Excerpted records
▼

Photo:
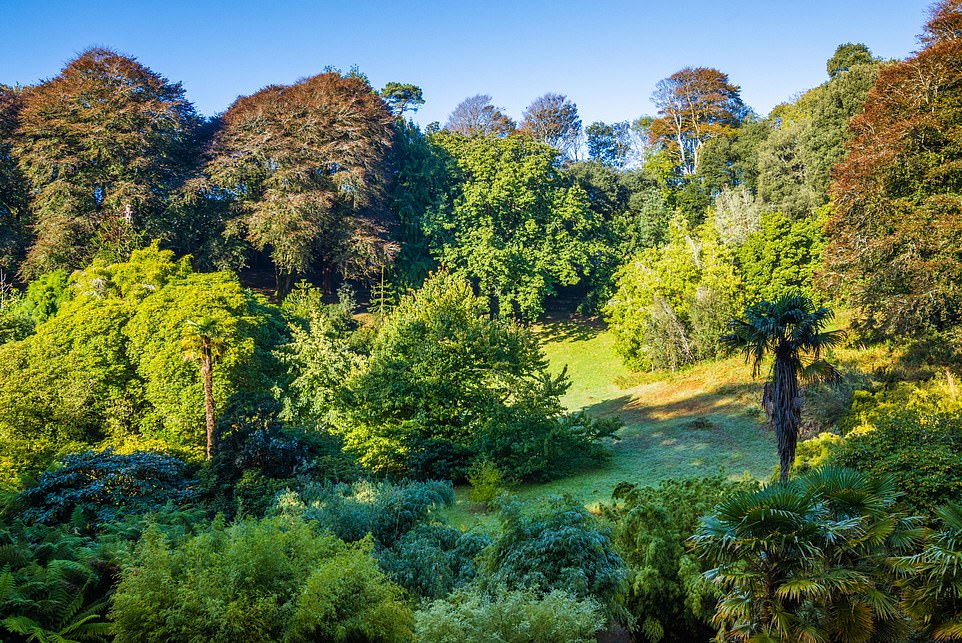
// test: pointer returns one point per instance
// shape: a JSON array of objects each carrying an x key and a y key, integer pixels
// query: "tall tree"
[
  {"x": 305, "y": 164},
  {"x": 694, "y": 105},
  {"x": 401, "y": 97},
  {"x": 514, "y": 221},
  {"x": 477, "y": 116},
  {"x": 793, "y": 331},
  {"x": 203, "y": 343},
  {"x": 103, "y": 144},
  {"x": 895, "y": 242},
  {"x": 553, "y": 119},
  {"x": 608, "y": 143},
  {"x": 14, "y": 195},
  {"x": 847, "y": 56}
]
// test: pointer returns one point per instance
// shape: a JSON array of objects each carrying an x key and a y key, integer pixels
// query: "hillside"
[{"x": 698, "y": 421}]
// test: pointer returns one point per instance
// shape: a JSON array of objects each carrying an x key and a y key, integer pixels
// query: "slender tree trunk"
[
  {"x": 786, "y": 413},
  {"x": 207, "y": 370}
]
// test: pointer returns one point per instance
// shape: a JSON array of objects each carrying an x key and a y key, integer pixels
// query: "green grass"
[{"x": 695, "y": 422}]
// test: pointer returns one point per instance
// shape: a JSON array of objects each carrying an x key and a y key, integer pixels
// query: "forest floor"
[{"x": 699, "y": 421}]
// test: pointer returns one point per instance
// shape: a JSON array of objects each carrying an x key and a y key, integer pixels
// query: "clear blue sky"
[{"x": 605, "y": 55}]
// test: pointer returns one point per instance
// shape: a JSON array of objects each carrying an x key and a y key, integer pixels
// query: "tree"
[
  {"x": 103, "y": 145},
  {"x": 401, "y": 97},
  {"x": 476, "y": 116},
  {"x": 805, "y": 560},
  {"x": 514, "y": 222},
  {"x": 895, "y": 242},
  {"x": 694, "y": 105},
  {"x": 14, "y": 195},
  {"x": 792, "y": 330},
  {"x": 202, "y": 342},
  {"x": 305, "y": 165},
  {"x": 553, "y": 119},
  {"x": 447, "y": 384},
  {"x": 846, "y": 56},
  {"x": 608, "y": 143}
]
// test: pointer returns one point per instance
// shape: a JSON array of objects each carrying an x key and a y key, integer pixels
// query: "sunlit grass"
[{"x": 696, "y": 422}]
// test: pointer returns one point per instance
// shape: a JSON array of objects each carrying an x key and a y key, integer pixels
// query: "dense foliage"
[{"x": 269, "y": 580}]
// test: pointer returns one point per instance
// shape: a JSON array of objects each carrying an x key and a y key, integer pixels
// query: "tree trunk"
[
  {"x": 785, "y": 412},
  {"x": 207, "y": 370}
]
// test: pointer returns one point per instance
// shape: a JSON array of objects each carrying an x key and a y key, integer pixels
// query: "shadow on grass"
[
  {"x": 560, "y": 329},
  {"x": 732, "y": 400}
]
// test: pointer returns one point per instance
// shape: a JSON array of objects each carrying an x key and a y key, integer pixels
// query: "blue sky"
[{"x": 606, "y": 56}]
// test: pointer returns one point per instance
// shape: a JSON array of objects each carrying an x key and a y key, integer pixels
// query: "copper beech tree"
[
  {"x": 304, "y": 165},
  {"x": 895, "y": 247},
  {"x": 103, "y": 145},
  {"x": 694, "y": 104}
]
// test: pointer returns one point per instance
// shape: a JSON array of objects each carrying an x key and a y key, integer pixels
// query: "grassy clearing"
[{"x": 696, "y": 422}]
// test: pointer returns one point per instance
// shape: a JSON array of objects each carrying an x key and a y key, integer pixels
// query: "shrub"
[
  {"x": 103, "y": 485},
  {"x": 431, "y": 560},
  {"x": 555, "y": 546},
  {"x": 487, "y": 482},
  {"x": 275, "y": 579},
  {"x": 510, "y": 617},
  {"x": 921, "y": 452},
  {"x": 385, "y": 511},
  {"x": 666, "y": 593},
  {"x": 53, "y": 584}
]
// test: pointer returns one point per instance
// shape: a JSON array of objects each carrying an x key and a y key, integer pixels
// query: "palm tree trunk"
[
  {"x": 207, "y": 370},
  {"x": 786, "y": 415}
]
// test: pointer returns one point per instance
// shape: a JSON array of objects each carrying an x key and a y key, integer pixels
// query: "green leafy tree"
[
  {"x": 270, "y": 580},
  {"x": 553, "y": 119},
  {"x": 305, "y": 166},
  {"x": 104, "y": 144},
  {"x": 514, "y": 222},
  {"x": 14, "y": 195},
  {"x": 446, "y": 384},
  {"x": 477, "y": 116},
  {"x": 791, "y": 330},
  {"x": 848, "y": 55},
  {"x": 694, "y": 105},
  {"x": 672, "y": 301},
  {"x": 805, "y": 560},
  {"x": 608, "y": 143}
]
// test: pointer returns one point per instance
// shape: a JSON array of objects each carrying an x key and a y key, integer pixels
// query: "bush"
[
  {"x": 666, "y": 594},
  {"x": 275, "y": 579},
  {"x": 672, "y": 300},
  {"x": 511, "y": 617},
  {"x": 103, "y": 485},
  {"x": 431, "y": 560},
  {"x": 922, "y": 453},
  {"x": 53, "y": 584},
  {"x": 385, "y": 511},
  {"x": 554, "y": 546},
  {"x": 487, "y": 482}
]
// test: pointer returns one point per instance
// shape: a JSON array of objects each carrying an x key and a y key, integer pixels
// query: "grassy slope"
[{"x": 690, "y": 423}]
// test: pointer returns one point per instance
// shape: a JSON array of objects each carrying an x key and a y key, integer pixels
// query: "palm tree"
[
  {"x": 202, "y": 341},
  {"x": 932, "y": 578},
  {"x": 806, "y": 560},
  {"x": 792, "y": 330}
]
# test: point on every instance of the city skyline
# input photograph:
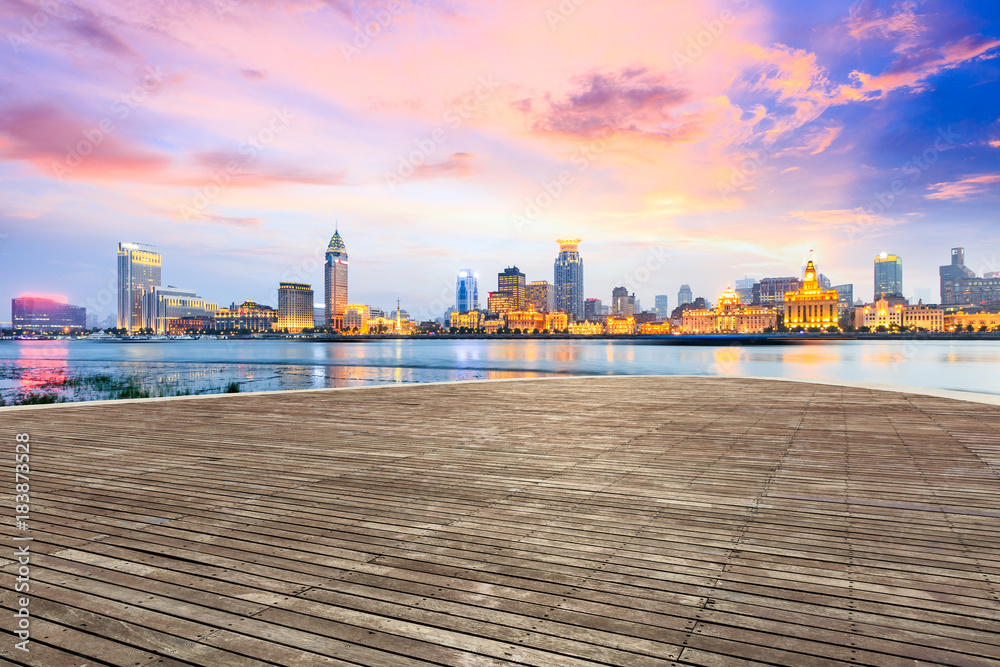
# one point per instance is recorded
(731, 132)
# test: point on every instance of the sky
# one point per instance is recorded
(683, 142)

▲

Problem to solve
Leave out the pictures and output the rest of the material exactly as written.

Result of this exercise
Photo:
// test: pointer returns one point per instance
// shape: a JSON array of objects each carrying an x key and a y key, integer pixels
// query: "tall tree"
[
  {"x": 305, "y": 164},
  {"x": 694, "y": 105},
  {"x": 401, "y": 97},
  {"x": 514, "y": 221},
  {"x": 477, "y": 116},
  {"x": 793, "y": 331},
  {"x": 203, "y": 343},
  {"x": 103, "y": 144},
  {"x": 895, "y": 242},
  {"x": 553, "y": 119},
  {"x": 608, "y": 143},
  {"x": 14, "y": 195},
  {"x": 847, "y": 56}
]
// test: pointer returns one point per instance
// shape: a JSON array of objects each carrying an x key and a y key, integer pixels
// query: "hillside"
[{"x": 698, "y": 421}]
// test: pointer returns one point per instance
// shape: a JSON array of objects each carrying an x key and a y key, integer pixels
// query: "slender tree trunk"
[
  {"x": 786, "y": 413},
  {"x": 207, "y": 370}
]
// test: pointer returns one point per instance
// shape: a JSON array of objects each carrying an x key and a y key, integer pixels
// query: "green grass"
[{"x": 695, "y": 422}]
// test: pointer returns one point per instance
// shape: a JSON array of objects each carrying an x key and a y key, integer pixels
// query: "forest floor"
[{"x": 699, "y": 421}]
// test: pointer returns one point per instance
// shape: a JSON array of objects each carrying an x key and a y key, integer pixels
// query: "clear blue sky"
[{"x": 605, "y": 55}]
// test: pointer returns one point per instance
// shape: a JSON array of objects each carrying an x key and a y key, integer pixels
// query: "tree"
[
  {"x": 103, "y": 145},
  {"x": 401, "y": 97},
  {"x": 476, "y": 116},
  {"x": 805, "y": 560},
  {"x": 514, "y": 222},
  {"x": 895, "y": 242},
  {"x": 694, "y": 105},
  {"x": 14, "y": 195},
  {"x": 792, "y": 330},
  {"x": 202, "y": 342},
  {"x": 305, "y": 165},
  {"x": 553, "y": 119},
  {"x": 447, "y": 384},
  {"x": 846, "y": 56},
  {"x": 608, "y": 143}
]
// test: pointer returns one point per instance
// shape: a JSON array of objects each carrying an x key and a y key, integer pixels
// query: "sunlit grass"
[{"x": 696, "y": 422}]
// test: pointer returns one point per instance
// shape: a JSON array of objects each carrying an x key and a y key, integer pixels
// query: "dense foliage"
[{"x": 269, "y": 580}]
// test: pointer returns one point per instance
// shape: a JSON array of objects each carrying an x key and a y key, integer pixels
// query: "tree trunk"
[
  {"x": 785, "y": 412},
  {"x": 207, "y": 370}
]
// test: pointer returns one point per instance
// shape: a JSON array of objects each carrying an x key and a y key, integer pixels
// query: "shadow on grass"
[
  {"x": 560, "y": 329},
  {"x": 732, "y": 400}
]
// test: pointer returns one point per instance
// shape: a JSON array of objects each carrying an x key and a y key, integer pixels
// query: "blue sky"
[{"x": 606, "y": 56}]
// test: pointer returns one point per instance
// shape: a JSON array of objects each carrying an x key and a y key, integer pixels
// query: "copper beech tree"
[
  {"x": 304, "y": 165},
  {"x": 895, "y": 247},
  {"x": 103, "y": 145},
  {"x": 694, "y": 104}
]
// test: pointer returns one point per instance
// shape: a JSON array of objects each carrying an x key and a y key, integer pixels
// query: "grassy clearing"
[{"x": 696, "y": 422}]
// test: pointer returns one point per instance
// shape: a JSON array of objects each carrying an x key and a y key, integer pixels
// query: "shrub"
[
  {"x": 103, "y": 485},
  {"x": 431, "y": 560},
  {"x": 555, "y": 546},
  {"x": 487, "y": 482},
  {"x": 275, "y": 579},
  {"x": 510, "y": 617},
  {"x": 921, "y": 452},
  {"x": 385, "y": 511},
  {"x": 666, "y": 593},
  {"x": 53, "y": 584}
]
// test: pointer returns one point per instance
// shape: a JSON array of objects each carrying an x key and a y key, integer pixels
// query: "palm tree trunk"
[
  {"x": 207, "y": 370},
  {"x": 786, "y": 415}
]
// test: pointer returns one point per instance
// shape: a JSON array of objects each carrying an x key and a y key, integer pixels
// query: "green leafy tree"
[
  {"x": 270, "y": 580},
  {"x": 553, "y": 119},
  {"x": 305, "y": 166},
  {"x": 104, "y": 144},
  {"x": 514, "y": 222},
  {"x": 14, "y": 195},
  {"x": 446, "y": 384},
  {"x": 477, "y": 116},
  {"x": 791, "y": 330},
  {"x": 848, "y": 55},
  {"x": 694, "y": 105},
  {"x": 672, "y": 301},
  {"x": 805, "y": 560},
  {"x": 608, "y": 143}
]
// test: pointer returns one point per instance
// shape: a JSON array of objects each carrying an x key and a y key, integer pixels
// query: "bush"
[
  {"x": 666, "y": 594},
  {"x": 275, "y": 579},
  {"x": 672, "y": 300},
  {"x": 511, "y": 617},
  {"x": 103, "y": 485},
  {"x": 431, "y": 560},
  {"x": 922, "y": 453},
  {"x": 53, "y": 584},
  {"x": 385, "y": 511},
  {"x": 554, "y": 546},
  {"x": 487, "y": 482}
]
// test: pointer returns one point per instance
// shape: a JSON array of objects each carrying an x key and a y key, integer pixels
// query: "grassy slope"
[{"x": 690, "y": 423}]
// test: pointer returns one point per instance
// shape: a JSON array of objects each carrying an x key and a y key, integer pixels
// query: "palm tree"
[
  {"x": 202, "y": 341},
  {"x": 932, "y": 578},
  {"x": 806, "y": 560},
  {"x": 792, "y": 330}
]
# test: point on every instance of the city skyline
# input photograph:
# one point per instance is recorded
(731, 132)
# test: point on every instance of the sky
# one point per instance is recorded
(683, 142)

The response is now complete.